--- Data for review ---

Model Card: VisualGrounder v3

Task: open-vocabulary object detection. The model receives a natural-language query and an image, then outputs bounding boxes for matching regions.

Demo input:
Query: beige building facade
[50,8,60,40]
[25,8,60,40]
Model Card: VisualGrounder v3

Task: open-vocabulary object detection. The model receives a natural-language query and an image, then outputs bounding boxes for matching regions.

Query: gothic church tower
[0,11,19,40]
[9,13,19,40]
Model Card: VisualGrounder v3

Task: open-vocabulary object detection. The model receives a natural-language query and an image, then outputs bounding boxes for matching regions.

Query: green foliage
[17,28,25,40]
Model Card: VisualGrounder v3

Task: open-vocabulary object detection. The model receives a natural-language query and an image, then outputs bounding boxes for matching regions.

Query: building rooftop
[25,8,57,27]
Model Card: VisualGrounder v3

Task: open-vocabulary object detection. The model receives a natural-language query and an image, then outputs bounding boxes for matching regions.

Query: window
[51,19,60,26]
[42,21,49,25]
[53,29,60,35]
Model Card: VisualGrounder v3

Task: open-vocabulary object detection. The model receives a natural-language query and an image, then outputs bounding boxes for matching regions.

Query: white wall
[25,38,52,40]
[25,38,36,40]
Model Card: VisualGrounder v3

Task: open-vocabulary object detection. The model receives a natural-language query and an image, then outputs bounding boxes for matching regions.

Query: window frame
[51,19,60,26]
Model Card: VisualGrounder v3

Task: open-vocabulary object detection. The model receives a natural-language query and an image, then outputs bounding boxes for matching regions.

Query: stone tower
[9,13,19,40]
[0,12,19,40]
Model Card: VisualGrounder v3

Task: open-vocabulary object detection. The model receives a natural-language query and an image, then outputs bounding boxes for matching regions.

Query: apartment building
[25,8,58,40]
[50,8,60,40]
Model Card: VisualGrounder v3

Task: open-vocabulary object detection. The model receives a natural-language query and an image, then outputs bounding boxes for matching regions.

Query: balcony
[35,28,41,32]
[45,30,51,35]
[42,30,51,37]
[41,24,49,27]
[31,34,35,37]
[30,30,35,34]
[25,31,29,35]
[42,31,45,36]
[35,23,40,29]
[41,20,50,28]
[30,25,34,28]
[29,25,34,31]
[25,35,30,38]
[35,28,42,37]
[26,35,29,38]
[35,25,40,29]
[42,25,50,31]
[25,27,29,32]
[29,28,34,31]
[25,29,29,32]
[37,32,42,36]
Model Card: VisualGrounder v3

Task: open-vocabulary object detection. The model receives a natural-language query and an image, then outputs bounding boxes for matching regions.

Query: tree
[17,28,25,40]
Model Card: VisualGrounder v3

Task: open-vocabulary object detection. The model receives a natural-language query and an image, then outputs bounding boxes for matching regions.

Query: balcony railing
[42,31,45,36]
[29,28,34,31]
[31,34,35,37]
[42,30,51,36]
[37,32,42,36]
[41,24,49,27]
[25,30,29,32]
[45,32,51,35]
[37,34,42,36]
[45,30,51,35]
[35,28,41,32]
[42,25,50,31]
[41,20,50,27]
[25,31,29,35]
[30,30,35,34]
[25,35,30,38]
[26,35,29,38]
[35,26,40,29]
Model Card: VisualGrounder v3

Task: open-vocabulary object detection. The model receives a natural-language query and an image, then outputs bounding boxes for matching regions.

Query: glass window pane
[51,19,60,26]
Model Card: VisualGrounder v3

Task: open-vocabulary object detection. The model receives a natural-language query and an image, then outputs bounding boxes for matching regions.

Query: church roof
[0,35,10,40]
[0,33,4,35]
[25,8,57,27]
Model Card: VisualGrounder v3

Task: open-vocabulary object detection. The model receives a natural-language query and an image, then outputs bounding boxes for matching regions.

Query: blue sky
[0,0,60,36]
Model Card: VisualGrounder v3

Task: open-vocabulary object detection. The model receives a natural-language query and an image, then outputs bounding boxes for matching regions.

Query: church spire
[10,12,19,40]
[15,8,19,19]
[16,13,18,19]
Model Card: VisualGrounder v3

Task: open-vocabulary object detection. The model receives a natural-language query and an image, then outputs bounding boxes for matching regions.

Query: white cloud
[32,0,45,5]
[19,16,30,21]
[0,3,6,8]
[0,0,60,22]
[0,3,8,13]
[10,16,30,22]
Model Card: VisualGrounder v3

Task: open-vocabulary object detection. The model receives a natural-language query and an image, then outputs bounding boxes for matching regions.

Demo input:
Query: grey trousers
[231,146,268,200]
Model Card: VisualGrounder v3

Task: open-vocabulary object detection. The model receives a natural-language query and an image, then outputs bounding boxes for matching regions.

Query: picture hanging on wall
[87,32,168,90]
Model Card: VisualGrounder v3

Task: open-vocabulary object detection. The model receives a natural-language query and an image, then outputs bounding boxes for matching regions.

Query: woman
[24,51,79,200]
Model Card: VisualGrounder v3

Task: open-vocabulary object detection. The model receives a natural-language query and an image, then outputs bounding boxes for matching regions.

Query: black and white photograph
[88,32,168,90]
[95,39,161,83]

---

● How to complete this task:
The whole of the data must be given back word for word.

● Task result:
Model Card: VisualGrounder v3

Task: open-vocabulary object detection. The model receives a natural-language query and an image, then outputs bounding boxes for matching regions.

Demo input:
Query: beige building facade
[50,8,60,40]
[25,8,60,40]
Model Card: VisualGrounder v3

Task: open-vocabulary object detection. The model receives a natural-language query and an image, then outputs bounding boxes for matching regions.

Query: gothic church tower
[0,11,19,40]
[9,13,19,40]
Model Card: VisualGrounder v3

Task: open-vocabulary object detection. The model receives a natural-language query and an image, then outputs bounding boxes for matching regions.

Query: green foliage
[17,28,25,40]
Model Card: VisualGrounder v3

Task: open-vocabulary object detection. The model receives a natural-language query and an image, then outputs bounding boxes for matching regions.

Query: building rooftop
[25,8,57,27]
Model Card: VisualGrounder v3

Task: open-vocabulary object detection. The model receives a natural-language query and an image, then outputs bounding boxes for matching regions.

Query: window
[51,19,60,26]
[42,21,49,25]
[53,29,60,35]
Model Card: VisualGrounder v3

Task: open-vocabulary object detection. The model receives a natural-language query and an image, then outputs bounding boxes for matching regions.

Query: white wall
[25,38,52,40]
[25,38,36,40]
Model Card: VisualGrounder v3

Task: open-vocabulary object detection. The model receives a natural-language query and an image, then outputs bounding boxes for matching regions.

Query: window frame
[51,19,60,26]
Model Card: VisualGrounder v3

Task: open-vocabulary object detection. The model receives a natural-language query and an image, then outputs bounding boxes for matching regions.

Query: stone tower
[9,13,19,40]
[0,12,19,40]
Model Card: VisualGrounder v3

Task: open-vocabulary object detection. The model receives a natural-language query and an image, then outputs bounding boxes for matching regions.

Query: apartment building
[25,8,58,40]
[50,8,60,40]
Model Card: VisualGrounder v3

Task: open-vocabulary object detection. The model receives a natural-language query and an image, then outputs bounding boxes for matching regions.

Query: balcony
[35,28,41,32]
[45,30,51,35]
[42,30,51,37]
[41,24,49,27]
[31,34,35,37]
[30,30,35,34]
[25,31,29,35]
[42,31,45,36]
[35,23,40,29]
[41,20,50,28]
[30,25,34,28]
[29,25,34,31]
[25,35,30,38]
[35,28,42,37]
[26,35,29,38]
[35,25,40,29]
[42,25,50,31]
[25,27,29,32]
[29,28,34,31]
[25,29,29,32]
[37,32,42,36]
Model Card: VisualGrounder v3

Task: open-vocabulary object detection. The model receives a natural-language query and an image, then outputs bounding boxes for matching regions.

Query: tree
[17,28,25,40]
Model Card: VisualGrounder v3

Task: open-vocabulary object detection. The model receives a natural-language query and an image, then outputs bounding boxes for matching regions.

Query: balcony railing
[42,31,45,36]
[29,28,34,31]
[31,34,35,37]
[42,30,51,36]
[37,32,42,36]
[41,24,49,27]
[25,30,29,32]
[45,32,51,35]
[37,34,42,36]
[45,30,51,35]
[35,28,41,32]
[42,25,50,31]
[41,20,50,27]
[25,31,29,35]
[30,30,35,34]
[25,35,30,38]
[26,35,29,38]
[35,26,40,29]
Model Card: VisualGrounder v3

Task: open-vocabulary object detection. The model receives a natural-language query and an image, then outputs bounding boxes for matching regions.

Query: glass window pane
[51,19,60,26]
Model Card: VisualGrounder v3

Task: open-vocabulary object detection. The model receives a natural-language query and an image, then outputs bounding boxes for matching regions.

Query: church roof
[0,35,10,40]
[0,33,4,35]
[25,8,57,27]
Model Card: VisualGrounder v3

Task: open-vocabulary object detection. The model receives a natural-language query and an image, then outputs bounding boxes for matching regions.

Query: blue sky
[0,0,60,36]
Model Card: VisualGrounder v3

Task: open-vocabulary object detection. The model receives a natural-language query and an image, then outputs bounding boxes for matching regions.

Query: church spire
[10,12,19,40]
[15,8,19,19]
[16,13,18,19]
Model Card: VisualGrounder v3

Task: open-vocabulary object detection. The model receives a natural-language query and an image, then outputs bounding boxes for matching regions.

Query: white cloud
[32,0,45,5]
[19,16,30,21]
[0,3,6,8]
[0,0,60,22]
[0,3,8,13]
[10,16,30,22]
Model Card: VisualGrounder v3

Task: open-vocabulary object detection. The model receives a natural-language query and an image, then outputs bounding boxes for matching regions.

Demo input:
Query: grey trousers
[231,146,268,200]
Model Card: VisualGrounder v3

Task: open-vocabulary object detection. The model receives a natural-language query and an image, then outputs bounding boxes for matching regions.

Query: picture hanging on wall
[87,32,168,90]
Model Card: VisualGrounder v3

Task: open-vocabulary object detection. The model receives a natural-language query and an image, then outputs bounding boxes for matching regions.

Query: woman
[24,51,79,200]
Model Card: VisualGrounder v3

Task: open-vocabulary object detection. The model receives a natural-language query and an image, then outputs bounding boxes for matching regions.

Query: black and white photograph
[88,32,168,90]
[95,39,161,83]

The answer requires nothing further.